▶ **What you need to do**
**A.** Answer these questions from the passage about James:
(i) What do people in North Carolina like to say about someone like him?
(ii) What could James not remember?
(iii) To what two things does the passage compare people who have been dropping dead for most of American history?
**B.** Decide whether each statement agrees with the passage about James. Answer yes or no, and quote the words that settle it.
(i) James did well academically.
(ii) The passage lists tetanus from farm fencing as one way a person could die back then.
(iii) James could remember his real dad.
**C.** Pick up the passage about James where it ends and continue it.

▶ **Source text**
● ● ●
He didn’t do well—socially or academically. Not a bad kid, but just “a mess,” as people in North Carolina like to say.

And back then, of course, you could get yourself properly deceased with, say, gingivitis, or appendicitis, or a mean dose of bronchitis on a damp night, or tetanus from farm fencing, or the pooling internal bleeding from a wrong-set broken bone, the whole limb getting a little green, then purple, then here comes a fever, but oh you’ll probably be alright just before they find you at room temperature in the morning. For most of our short American history, people have been dropping dead with profound ease, no more permanent than summer mud puddles or brittle fall leaves.

James couldn’t remember his real dad.

3.
● ● ●
▶ **Supplied information**
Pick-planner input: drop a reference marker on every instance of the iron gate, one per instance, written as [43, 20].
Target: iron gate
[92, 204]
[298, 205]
● ● ●
▶ **The replies**
**A.**
(i) That he is "a mess."
(ii) His real dad.
(iii) Summer mud puddles and brittle fall leaves.

**B.**
(i) No: "He didn’t do well—socially or academically."
(ii) Yes: "or tetanus from farm fencing"
(iii) No: "James couldn’t remember his real dad."

**C.**
James’s mother was a schoolteacher, loving toward James by all accounts. We should remember, though, that “loving” back then, and in that part of the country (my own family is from the piedmont of North Carolina), might mean it was your parental duty to beat a child severely about the back and rear and legs with a good, whip-like switch for wetting the bed or some other unavoidable small-person infraction. But she took care of him and his brother through the depression, keeping up, as best she could, and with what help she had, their small tobacco farm. Later, tarried by the daily tasks of farming, she rented the fields to tenant farmers. Eventually she married a man from King—a town magistrate she probably met at church, the main social event of the week—and rented out the farmhouse and fields. The family moved to King, which was the big city to James, though it only had a population of a few thousand. It had an official public school (not just a schoolhouse) full of town kids, a movie house, streets filled with cars. James was ten.

4.

School wasn’t his thing. He was such a nervous kid, like a scared cat in his way, ready to run heart-hammering fast away from danger, and when other kids, big kids, with their booming voices and laughing and confidence, came streaming down school hallways, he felt a little wave of panic, just a touch, run up him like a fast current. He didn’t do well—socially or academically. Not a bad kid, but just “a mess,” as people in North Carolina like to say. Finally, his mother let him quit school when he was twelve, which was not so unusual in those days, and she homeschooled him at the house in King, taught him what he needed to know.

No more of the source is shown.